(Stored data entries)
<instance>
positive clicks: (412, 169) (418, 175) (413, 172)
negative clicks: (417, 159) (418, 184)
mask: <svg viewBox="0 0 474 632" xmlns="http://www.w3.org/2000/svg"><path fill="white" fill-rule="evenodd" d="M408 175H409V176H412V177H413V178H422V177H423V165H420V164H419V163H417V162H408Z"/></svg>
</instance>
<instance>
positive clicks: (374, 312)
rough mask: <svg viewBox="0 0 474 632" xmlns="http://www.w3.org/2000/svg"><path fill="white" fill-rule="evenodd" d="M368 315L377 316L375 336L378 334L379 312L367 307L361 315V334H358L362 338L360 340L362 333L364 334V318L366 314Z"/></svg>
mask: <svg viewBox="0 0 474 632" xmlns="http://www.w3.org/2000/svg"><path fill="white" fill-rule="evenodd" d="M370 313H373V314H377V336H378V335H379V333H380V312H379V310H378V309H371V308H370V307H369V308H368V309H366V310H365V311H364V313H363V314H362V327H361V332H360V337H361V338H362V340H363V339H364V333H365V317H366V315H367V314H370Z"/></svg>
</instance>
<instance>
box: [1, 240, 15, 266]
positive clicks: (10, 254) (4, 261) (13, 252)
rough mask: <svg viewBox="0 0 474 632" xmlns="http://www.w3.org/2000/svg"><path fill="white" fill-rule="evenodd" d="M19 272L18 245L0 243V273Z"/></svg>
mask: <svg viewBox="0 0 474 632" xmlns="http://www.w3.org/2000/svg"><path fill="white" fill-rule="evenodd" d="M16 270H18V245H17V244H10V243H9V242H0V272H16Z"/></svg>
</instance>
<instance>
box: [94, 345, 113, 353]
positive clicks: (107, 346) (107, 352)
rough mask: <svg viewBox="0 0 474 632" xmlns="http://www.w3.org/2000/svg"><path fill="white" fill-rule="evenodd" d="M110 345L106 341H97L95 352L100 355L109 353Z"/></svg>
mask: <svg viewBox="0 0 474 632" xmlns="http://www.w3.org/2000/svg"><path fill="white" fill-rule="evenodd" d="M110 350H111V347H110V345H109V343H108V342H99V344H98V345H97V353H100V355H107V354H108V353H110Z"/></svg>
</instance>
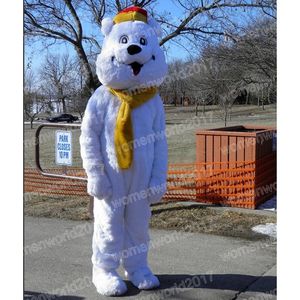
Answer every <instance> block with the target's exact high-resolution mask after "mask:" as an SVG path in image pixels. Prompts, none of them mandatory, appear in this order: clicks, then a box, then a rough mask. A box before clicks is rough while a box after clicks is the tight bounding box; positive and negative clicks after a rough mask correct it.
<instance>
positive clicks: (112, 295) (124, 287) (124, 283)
mask: <svg viewBox="0 0 300 300" xmlns="http://www.w3.org/2000/svg"><path fill="white" fill-rule="evenodd" d="M93 283H94V285H95V287H96V289H97V292H98V293H99V294H101V295H103V296H120V295H123V294H125V293H126V292H127V286H126V284H125V282H124V281H123V280H122V278H121V277H120V276H119V274H118V273H117V272H116V271H115V270H103V269H96V268H94V270H93Z"/></svg>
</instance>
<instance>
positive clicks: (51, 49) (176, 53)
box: [25, 0, 189, 71]
mask: <svg viewBox="0 0 300 300" xmlns="http://www.w3.org/2000/svg"><path fill="white" fill-rule="evenodd" d="M155 10H157V11H158V12H165V11H166V12H169V13H170V16H171V17H172V18H173V19H175V20H176V19H179V18H180V16H182V11H181V10H180V7H179V6H178V7H176V6H175V5H174V2H173V1H172V0H158V2H157V5H156V7H155ZM178 22H179V21H178ZM83 29H84V31H85V32H94V33H96V34H98V32H96V31H95V29H96V30H98V27H96V26H92V25H91V24H88V23H85V24H84V26H83ZM99 35H101V32H99ZM166 47H167V49H166V50H167V51H166V59H167V61H168V62H170V61H173V60H175V59H185V58H187V57H188V56H189V54H188V53H187V51H186V50H185V49H184V48H183V47H180V46H176V45H174V44H173V43H167V44H166ZM47 51H48V52H50V53H53V54H55V53H66V52H69V53H70V55H75V51H74V49H73V48H72V46H70V45H69V44H67V43H61V44H58V45H54V46H51V47H50V48H49V49H48V50H46V49H45V46H44V45H43V43H42V42H40V41H37V40H36V41H35V42H34V44H32V45H27V44H26V43H25V67H26V65H28V63H30V65H31V67H32V69H33V70H34V71H38V69H39V68H40V65H41V63H42V62H43V60H44V58H45V56H46V55H47Z"/></svg>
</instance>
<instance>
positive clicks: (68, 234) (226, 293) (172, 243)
mask: <svg viewBox="0 0 300 300" xmlns="http://www.w3.org/2000/svg"><path fill="white" fill-rule="evenodd" d="M91 235H92V223H91V222H73V221H62V220H57V219H45V218H31V217H26V218H25V286H24V288H25V297H24V299H28V300H29V299H35V300H37V299H39V300H45V299H47V300H49V299H61V300H63V299H69V300H80V299H90V300H94V299H111V298H106V297H102V296H100V295H98V294H97V293H96V291H95V289H94V287H93V286H92V283H91V261H90V256H91V246H90V245H91ZM151 237H152V245H151V250H150V255H149V261H150V265H151V267H152V269H153V271H154V272H155V273H156V274H158V276H159V279H160V281H161V287H160V289H158V290H154V291H142V292H140V291H139V290H138V289H136V288H134V287H133V286H132V285H131V284H130V283H129V282H127V285H128V288H129V289H128V293H127V294H126V296H124V297H122V298H121V299H140V300H146V299H147V300H159V299H160V300H161V299H175V300H177V299H186V300H193V299H195V300H196V299H197V300H199V299H203V300H218V299H222V300H223V299H224V300H229V299H237V300H241V299H249V300H250V299H251V300H254V299H258V300H261V299H265V300H269V299H276V296H274V293H275V294H276V266H275V264H276V244H275V242H274V241H272V240H269V239H265V240H260V241H248V240H242V239H237V238H228V237H221V236H214V235H207V234H191V233H177V232H175V231H163V230H152V231H151ZM120 271H121V274H123V272H122V270H120ZM57 295H58V296H57Z"/></svg>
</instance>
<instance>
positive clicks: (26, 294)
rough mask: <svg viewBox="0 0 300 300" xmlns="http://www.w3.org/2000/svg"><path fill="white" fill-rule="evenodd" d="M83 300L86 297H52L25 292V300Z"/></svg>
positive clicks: (45, 295) (25, 291)
mask: <svg viewBox="0 0 300 300" xmlns="http://www.w3.org/2000/svg"><path fill="white" fill-rule="evenodd" d="M37 299H38V300H40V299H43V300H44V299H45V300H52V299H53V300H54V299H57V300H58V299H59V300H83V299H85V298H84V297H78V296H67V295H66V296H63V295H62V296H60V295H51V294H47V293H38V292H31V291H25V292H24V300H37Z"/></svg>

### The problem
Report each line of the listing above that contains the string "negative". Treat uppercase and lowercase as different.

### Solution to the problem
negative clicks: (417, 159) (418, 184)
Answer every <instance> block with the target's exact high-resolution mask after "mask:" as an SVG path in image pixels. Prompts, none of them mandatory, appear in this order: clicks, then a box, then a rough mask. A box before clicks is rough while a box after clicks is the tight bounding box; positive and negative clicks after a rough mask correct it.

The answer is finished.